__SET PROBLEM__
Retype every item below line for line, without changing a single character.

--------------------

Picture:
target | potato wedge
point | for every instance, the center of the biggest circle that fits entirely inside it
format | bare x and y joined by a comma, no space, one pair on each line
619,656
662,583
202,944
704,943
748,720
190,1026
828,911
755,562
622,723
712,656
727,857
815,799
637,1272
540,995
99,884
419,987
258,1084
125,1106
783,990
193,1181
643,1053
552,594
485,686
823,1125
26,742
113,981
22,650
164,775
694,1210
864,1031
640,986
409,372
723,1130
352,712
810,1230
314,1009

--------------------

__SOLVED PROBLEM__
Picture:
target | potato wedge
point | for every instance, the center of the biggest circle that fits entirely inside it
format | bare x and y joined by a comma, no space, one pair on each line
619,656
662,583
202,944
704,943
748,720
190,1026
828,911
755,562
622,723
712,656
727,857
815,799
637,1272
540,995
99,884
419,987
258,1084
125,1106
783,990
193,1181
643,1053
552,594
485,686
823,1125
26,742
113,981
22,650
164,775
694,1210
864,1031
640,986
409,372
723,1130
352,712
810,1230
314,1009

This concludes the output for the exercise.